** start of Task material **

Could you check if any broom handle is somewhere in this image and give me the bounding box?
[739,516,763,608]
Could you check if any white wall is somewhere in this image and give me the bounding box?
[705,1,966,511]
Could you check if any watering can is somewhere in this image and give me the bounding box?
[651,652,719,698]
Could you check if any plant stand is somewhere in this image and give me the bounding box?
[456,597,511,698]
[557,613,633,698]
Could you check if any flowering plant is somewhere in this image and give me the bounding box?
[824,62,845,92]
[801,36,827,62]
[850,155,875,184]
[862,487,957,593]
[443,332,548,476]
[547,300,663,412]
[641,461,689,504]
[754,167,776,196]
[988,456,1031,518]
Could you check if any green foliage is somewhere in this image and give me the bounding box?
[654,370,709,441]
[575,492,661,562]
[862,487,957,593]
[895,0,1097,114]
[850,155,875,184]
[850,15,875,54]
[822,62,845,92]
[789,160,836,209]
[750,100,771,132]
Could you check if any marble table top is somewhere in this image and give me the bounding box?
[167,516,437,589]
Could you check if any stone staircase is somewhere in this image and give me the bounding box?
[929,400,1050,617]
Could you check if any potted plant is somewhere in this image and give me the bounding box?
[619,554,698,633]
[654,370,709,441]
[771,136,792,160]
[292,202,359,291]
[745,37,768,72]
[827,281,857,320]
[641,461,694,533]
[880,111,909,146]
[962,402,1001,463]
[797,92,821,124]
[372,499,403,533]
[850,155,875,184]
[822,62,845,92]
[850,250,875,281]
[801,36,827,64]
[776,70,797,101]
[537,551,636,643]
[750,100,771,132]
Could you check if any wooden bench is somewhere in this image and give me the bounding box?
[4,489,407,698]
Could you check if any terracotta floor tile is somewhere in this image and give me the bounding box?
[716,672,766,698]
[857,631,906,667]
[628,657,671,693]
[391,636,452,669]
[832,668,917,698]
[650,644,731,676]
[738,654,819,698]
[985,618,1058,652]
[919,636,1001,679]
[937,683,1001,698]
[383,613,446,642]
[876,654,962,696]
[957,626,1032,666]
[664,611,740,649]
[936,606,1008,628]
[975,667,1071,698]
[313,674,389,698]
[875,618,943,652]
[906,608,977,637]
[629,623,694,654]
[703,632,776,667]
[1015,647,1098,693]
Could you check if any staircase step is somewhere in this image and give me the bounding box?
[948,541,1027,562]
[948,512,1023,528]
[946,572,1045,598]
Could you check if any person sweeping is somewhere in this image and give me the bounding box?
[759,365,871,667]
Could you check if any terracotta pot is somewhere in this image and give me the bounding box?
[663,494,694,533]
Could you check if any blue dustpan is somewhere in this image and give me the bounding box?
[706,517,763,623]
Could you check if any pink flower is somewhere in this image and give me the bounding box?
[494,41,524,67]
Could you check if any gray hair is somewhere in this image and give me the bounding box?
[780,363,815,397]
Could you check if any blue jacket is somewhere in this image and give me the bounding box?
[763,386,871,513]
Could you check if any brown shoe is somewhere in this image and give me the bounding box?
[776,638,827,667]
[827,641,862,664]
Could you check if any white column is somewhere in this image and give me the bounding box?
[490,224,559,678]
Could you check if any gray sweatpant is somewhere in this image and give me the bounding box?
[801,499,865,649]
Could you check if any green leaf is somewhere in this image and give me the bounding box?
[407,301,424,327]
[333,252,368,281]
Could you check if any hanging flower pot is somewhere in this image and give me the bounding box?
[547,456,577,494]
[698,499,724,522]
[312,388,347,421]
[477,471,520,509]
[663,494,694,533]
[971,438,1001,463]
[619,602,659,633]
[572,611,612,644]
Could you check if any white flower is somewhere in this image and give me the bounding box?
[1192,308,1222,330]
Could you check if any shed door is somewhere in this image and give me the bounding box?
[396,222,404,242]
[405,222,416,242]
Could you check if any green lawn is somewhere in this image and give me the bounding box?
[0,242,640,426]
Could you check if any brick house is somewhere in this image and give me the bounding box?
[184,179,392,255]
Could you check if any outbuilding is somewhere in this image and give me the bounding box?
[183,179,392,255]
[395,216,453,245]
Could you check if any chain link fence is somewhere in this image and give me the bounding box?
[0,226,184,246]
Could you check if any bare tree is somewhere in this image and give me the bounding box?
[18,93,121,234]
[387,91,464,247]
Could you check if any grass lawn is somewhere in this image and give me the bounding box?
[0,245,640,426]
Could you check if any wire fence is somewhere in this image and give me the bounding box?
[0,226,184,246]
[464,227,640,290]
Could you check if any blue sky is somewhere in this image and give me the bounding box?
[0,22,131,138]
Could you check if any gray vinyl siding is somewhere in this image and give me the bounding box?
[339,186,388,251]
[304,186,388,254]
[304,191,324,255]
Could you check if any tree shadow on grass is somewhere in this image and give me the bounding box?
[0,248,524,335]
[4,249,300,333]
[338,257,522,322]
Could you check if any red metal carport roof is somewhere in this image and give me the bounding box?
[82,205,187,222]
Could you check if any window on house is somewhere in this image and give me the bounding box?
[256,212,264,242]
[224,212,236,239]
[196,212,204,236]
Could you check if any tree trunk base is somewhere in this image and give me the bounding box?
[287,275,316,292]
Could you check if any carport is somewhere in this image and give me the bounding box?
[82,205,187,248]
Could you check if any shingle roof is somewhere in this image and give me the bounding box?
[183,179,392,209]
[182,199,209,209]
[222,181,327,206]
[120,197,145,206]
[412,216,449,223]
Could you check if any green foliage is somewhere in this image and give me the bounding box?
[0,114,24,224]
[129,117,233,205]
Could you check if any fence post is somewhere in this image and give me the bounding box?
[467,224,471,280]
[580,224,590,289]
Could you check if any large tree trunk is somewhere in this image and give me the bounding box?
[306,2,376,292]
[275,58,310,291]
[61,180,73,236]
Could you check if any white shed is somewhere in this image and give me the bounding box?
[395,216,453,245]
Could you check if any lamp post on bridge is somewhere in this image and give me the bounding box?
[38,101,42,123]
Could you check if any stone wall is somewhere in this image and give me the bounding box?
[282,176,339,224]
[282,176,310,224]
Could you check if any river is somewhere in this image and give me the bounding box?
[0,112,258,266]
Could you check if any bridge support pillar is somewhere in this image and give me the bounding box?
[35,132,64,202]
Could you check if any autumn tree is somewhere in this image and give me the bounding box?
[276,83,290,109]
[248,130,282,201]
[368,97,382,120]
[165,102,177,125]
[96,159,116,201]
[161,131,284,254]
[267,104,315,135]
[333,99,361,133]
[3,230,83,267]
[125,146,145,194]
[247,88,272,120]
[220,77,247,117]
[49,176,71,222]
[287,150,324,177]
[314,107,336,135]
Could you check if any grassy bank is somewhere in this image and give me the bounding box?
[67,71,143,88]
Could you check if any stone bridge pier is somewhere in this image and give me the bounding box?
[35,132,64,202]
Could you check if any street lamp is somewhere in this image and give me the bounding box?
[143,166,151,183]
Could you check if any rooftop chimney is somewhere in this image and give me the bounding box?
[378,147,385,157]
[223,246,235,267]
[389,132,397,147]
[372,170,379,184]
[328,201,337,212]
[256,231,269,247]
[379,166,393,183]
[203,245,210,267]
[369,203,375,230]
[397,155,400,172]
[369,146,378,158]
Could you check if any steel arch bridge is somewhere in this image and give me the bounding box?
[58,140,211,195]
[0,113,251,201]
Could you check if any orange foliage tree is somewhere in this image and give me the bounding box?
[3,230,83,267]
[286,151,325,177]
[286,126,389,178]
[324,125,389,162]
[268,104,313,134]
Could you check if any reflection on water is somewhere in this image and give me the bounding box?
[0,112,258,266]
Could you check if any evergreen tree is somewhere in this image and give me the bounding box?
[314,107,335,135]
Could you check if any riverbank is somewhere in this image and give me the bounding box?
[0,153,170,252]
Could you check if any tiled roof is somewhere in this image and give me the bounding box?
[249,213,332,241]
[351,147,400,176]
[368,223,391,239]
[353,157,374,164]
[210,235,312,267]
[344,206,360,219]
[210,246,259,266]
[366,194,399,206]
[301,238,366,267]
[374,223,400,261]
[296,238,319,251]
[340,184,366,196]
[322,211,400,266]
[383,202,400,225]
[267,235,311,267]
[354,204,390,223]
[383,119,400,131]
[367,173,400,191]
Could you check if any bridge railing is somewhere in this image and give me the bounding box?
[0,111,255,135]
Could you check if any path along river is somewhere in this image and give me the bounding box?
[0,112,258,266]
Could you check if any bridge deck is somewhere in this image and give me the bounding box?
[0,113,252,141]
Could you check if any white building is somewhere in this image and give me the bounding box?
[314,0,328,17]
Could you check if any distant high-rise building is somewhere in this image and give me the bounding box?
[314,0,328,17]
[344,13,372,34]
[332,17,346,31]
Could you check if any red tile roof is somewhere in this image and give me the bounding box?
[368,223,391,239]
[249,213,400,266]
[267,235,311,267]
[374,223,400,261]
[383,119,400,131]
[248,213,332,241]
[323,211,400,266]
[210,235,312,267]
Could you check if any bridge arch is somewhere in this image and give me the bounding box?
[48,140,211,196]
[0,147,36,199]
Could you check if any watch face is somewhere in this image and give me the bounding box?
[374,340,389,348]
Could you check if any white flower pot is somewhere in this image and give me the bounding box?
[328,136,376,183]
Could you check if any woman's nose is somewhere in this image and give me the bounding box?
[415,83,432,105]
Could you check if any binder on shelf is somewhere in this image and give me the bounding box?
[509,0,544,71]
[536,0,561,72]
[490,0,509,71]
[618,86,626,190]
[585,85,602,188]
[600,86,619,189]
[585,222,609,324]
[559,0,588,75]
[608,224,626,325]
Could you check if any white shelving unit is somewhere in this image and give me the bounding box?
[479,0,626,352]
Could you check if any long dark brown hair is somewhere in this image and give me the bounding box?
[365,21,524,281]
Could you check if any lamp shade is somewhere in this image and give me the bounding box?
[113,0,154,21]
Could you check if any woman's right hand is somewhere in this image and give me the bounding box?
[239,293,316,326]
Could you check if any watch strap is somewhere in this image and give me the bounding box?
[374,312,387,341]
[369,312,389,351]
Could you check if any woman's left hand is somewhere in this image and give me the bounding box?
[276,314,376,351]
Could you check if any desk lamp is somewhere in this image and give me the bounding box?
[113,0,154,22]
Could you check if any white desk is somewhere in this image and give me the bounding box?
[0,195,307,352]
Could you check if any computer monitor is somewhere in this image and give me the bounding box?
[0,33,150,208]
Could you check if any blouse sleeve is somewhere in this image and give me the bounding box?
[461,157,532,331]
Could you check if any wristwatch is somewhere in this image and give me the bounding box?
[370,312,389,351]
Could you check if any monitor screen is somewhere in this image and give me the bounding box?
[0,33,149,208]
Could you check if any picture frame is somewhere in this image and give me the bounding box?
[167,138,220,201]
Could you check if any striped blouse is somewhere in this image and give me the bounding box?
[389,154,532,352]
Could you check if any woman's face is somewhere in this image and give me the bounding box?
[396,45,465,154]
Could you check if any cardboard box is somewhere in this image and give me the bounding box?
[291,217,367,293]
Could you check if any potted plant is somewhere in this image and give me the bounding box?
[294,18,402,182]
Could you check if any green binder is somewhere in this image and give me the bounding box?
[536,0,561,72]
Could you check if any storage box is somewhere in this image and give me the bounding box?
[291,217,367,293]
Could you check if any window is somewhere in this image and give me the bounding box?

** end of Task material **

- _Given instruction_
Copy out the stretch of the records from the line containing "Could you check if any storage" through the end of the records, keeping each line exactly as it appears.

- _Answer to the task_
Could you check if any storage box is somewhere in this image and give me the bounding box?
[291,217,367,293]
Could you check if any window is somewhere in this image and give me the bounding box?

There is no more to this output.